Start of MATERIALS PROVIDED

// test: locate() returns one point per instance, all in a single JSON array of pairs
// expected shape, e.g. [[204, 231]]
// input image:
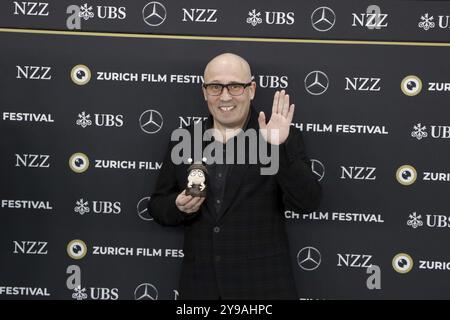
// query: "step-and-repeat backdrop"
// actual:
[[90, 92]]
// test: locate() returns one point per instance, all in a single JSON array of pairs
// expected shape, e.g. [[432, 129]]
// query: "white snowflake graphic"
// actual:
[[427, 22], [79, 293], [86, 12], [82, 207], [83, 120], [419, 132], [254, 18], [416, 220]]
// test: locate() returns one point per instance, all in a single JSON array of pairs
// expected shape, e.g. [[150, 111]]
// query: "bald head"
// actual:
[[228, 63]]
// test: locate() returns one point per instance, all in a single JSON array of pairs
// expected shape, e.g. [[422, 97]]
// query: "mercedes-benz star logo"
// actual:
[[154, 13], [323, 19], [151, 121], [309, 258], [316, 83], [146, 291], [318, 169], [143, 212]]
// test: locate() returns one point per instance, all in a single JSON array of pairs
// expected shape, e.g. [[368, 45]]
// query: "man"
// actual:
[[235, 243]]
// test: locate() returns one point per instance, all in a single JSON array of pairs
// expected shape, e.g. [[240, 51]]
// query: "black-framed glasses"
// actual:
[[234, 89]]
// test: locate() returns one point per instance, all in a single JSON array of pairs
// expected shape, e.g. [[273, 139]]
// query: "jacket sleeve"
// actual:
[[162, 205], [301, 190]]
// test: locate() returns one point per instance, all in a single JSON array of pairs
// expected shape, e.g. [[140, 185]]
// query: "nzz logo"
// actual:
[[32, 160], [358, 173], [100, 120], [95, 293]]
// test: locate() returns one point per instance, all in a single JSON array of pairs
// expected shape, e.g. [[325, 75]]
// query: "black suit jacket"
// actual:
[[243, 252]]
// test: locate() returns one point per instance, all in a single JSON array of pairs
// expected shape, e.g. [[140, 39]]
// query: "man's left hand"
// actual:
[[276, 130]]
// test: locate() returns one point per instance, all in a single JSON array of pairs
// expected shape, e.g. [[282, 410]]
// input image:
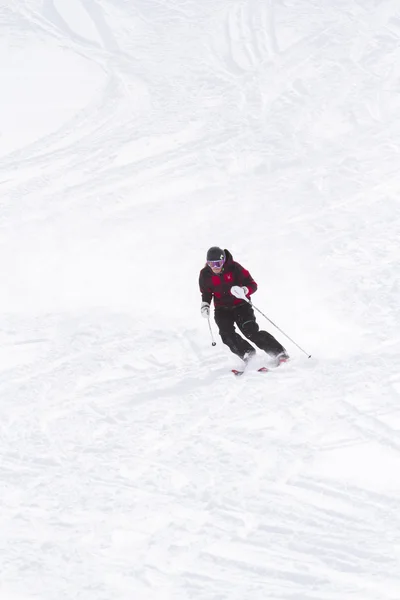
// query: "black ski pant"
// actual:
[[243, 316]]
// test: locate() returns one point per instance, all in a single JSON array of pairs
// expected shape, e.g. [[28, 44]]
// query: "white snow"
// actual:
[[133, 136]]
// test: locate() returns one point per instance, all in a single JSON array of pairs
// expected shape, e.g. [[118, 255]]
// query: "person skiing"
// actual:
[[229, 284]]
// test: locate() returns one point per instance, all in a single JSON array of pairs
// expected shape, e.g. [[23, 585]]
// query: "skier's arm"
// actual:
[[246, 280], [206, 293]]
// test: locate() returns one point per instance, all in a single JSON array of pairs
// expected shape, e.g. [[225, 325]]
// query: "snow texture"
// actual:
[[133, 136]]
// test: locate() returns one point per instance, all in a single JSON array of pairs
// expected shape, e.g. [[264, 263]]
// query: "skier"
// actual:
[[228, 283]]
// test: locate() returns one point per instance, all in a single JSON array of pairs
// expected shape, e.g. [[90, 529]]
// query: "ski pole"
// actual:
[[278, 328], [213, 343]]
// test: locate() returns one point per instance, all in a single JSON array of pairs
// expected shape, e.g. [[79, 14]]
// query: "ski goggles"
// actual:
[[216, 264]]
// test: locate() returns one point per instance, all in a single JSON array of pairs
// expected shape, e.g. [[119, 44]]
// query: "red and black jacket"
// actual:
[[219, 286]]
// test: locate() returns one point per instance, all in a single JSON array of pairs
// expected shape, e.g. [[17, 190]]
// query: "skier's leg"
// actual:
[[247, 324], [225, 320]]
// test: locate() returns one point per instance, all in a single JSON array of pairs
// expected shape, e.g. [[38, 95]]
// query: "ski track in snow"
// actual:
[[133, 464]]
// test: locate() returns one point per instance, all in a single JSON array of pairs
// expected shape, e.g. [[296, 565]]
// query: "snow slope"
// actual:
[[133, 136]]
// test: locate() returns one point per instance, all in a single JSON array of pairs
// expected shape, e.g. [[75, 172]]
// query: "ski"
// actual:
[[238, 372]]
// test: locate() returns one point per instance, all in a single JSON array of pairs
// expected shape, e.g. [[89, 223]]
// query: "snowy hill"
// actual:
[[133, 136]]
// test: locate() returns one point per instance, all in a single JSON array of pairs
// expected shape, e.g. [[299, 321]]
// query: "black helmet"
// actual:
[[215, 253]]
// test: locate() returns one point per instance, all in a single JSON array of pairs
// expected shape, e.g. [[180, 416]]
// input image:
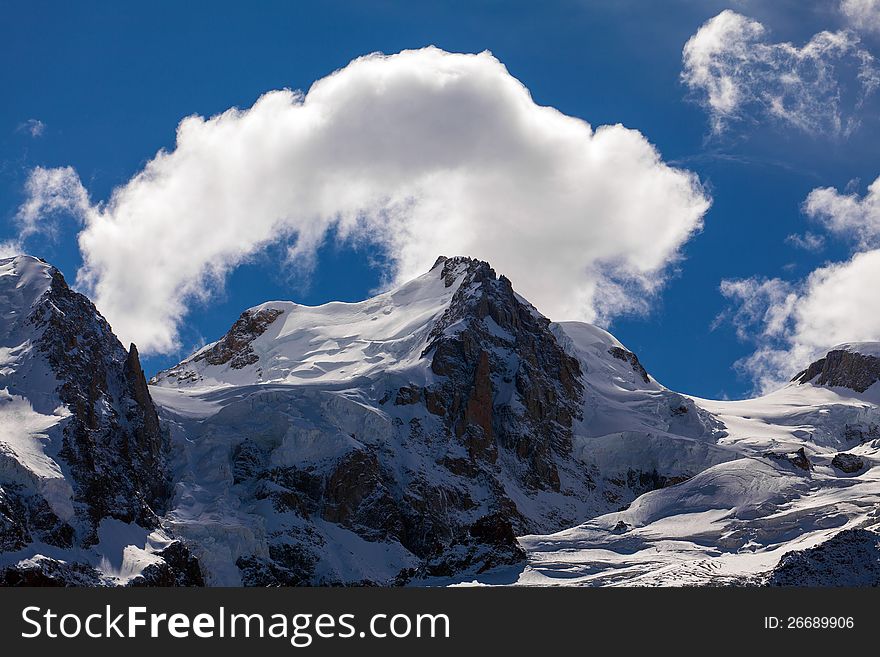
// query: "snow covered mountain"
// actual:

End of MATERIALS PROVIDED

**INSTRUCTIONS TO FOLLOW**
Quote every one of the records above verbatim, and leave the pictures out of your answer.

**RESULT OF THE TASK**
// test: locate() returns one point per instance, all in a single JSON array of pairs
// expected shape, e.g. [[204, 231]]
// input image:
// query: "step-and-repeat backdrop"
// actual:
[[90, 92]]
// test: locate() returns one point per instance, all in a single JSON array of pairs
// expected shape, e.g. [[432, 129]]
// query: "white snowflake graphic"
// actual:
[[427, 22], [79, 293], [86, 12], [82, 207], [83, 120], [419, 132], [254, 18], [416, 220]]
// test: locate() returns one point per instance, all in a single JSON array of pairs
// expected shape, e.g. [[150, 111]]
// query: "bald head"
// actual:
[[228, 63]]
// test: locate() returns one point per instance, all in a single JSON array of pairs
// expected shape, e.g. [[422, 97]]
// query: "mercedes-benz star logo"
// actual:
[[154, 13], [323, 19], [151, 121], [309, 258], [316, 83], [146, 291], [318, 169], [143, 212]]
// test: locate() returns one point per instance, all in a single JSON array of pairs
// expected shape, e.g. [[368, 45]]
// query: "man"
// actual:
[[235, 243]]
// test: locate() returns one point per instance, all in a single JSON array of pairs
// expected shape, e.g. [[240, 51]]
// query: "black-framed glasses"
// actual:
[[234, 89]]
// test: locate() returns one point per instance, all in a single JSON array of pairs
// expected shape, e.g. [[273, 139]]
// query: "jacket sleeve"
// actual:
[[162, 205], [301, 190]]
// test: locate() returns one point per instance, all in a single JSON array of pairs
// expected shape, e.g. [[140, 185]]
// query: "nzz logo"
// actual:
[[32, 160], [358, 173], [100, 120], [95, 293]]
// test: locate() returns one point per instance, all in a single JSON array of pairs
// expected shape, e.g. [[325, 75]]
// query: "black suit jacket"
// actual:
[[243, 252]]
// test: locate() returns one point per instance, all in a single JSON array of pairs
// expected shape, e.g. [[140, 39]]
// query: "man's left hand"
// actual:
[[276, 130]]
// test: locate() returns one point per instance, all in a single JSON array of pairs
// expected shape, e.g. [[282, 410]]
// input image:
// query: "black ski pant"
// actual:
[[243, 316]]
// test: locate() returns one point per instance, all in a single JSON array of pairs
// expected shape, e.g. [[28, 44]]
// query: "white snow"
// actual:
[[133, 136]]
// test: locate() returns one point per instance, all in a single JSON array of pairs
// expected shape, e.g. [[118, 255]]
// query: "person skiing"
// actual:
[[229, 284]]
// test: locate() returns one point per instance, all in a single JSON array of pairs
// expected shape, e.g. [[23, 585]]
// query: "skier's arm"
// actual:
[[246, 280], [206, 293]]
// test: locate() returns one point per instance, all in a single JSON array of pairs
// expected shape, e.g. [[225, 325]]
// query: "snow texture"
// actual:
[[133, 136]]
// test: locate() returns one point per instance, all in a single JSON array of pairs
// expected shape, e.g. [[264, 263]]
// query: "skier"
// actual:
[[228, 283]]
// test: locate() returns one point per instance, all in a single JSON array of pairs
// expected shape, e.g. [[90, 529]]
// query: "ski pole"
// actual:
[[278, 328], [213, 343]]
// test: locate() returns one point per instance, all in a single JSON array of pairs
// expected shape, e.g. [[79, 14]]
// query: "ski goggles"
// actual:
[[216, 264]]
// test: locate() returns one point per instance, all in a single JSON array of pairs
// expected shape, e.g. [[119, 44]]
// query: "red and black jacket"
// actual:
[[219, 286]]
// test: locate() returns one point per instance, all in a single JSON array of pairs
// expected shape, e.g. [[17, 190]]
// query: "skier's leg"
// actual:
[[247, 324], [225, 320]]
// test: locate() returns one point per instance, all in a single JSON array of pairs
// expected shape, e.g. [[38, 95]]
// query: "ski track in snow"
// actual:
[[133, 464]]
// test: locate() returns one point per instance, all in a single JSON array of pairs
// expected shape, e.g. [[296, 565]]
// query: "snow slope"
// actual:
[[133, 136]]
// test: locate() returns one point per instance, all in a single JSON array of pairs
// expected shape, e.g. [[75, 172]]
// query: "ski"
// actual:
[[238, 372]]
// test: locate() returns one point per instance, all in a single JSON array of pairs
// expected shape, e.g. [[89, 223]]
// query: "snowy hill"
// actual:
[[133, 136]]
// test: locate() returns one point per instance, all in a single JSON array of pairs
// expected shape, e.g. [[299, 321]]
// query: "black helmet"
// actual:
[[215, 253]]
// test: locate() returns one point per instance, all in a single JSON array of pairs
// expected shape, e.g. [[180, 416]]
// input image:
// query: "snow covered mountain"
// actual:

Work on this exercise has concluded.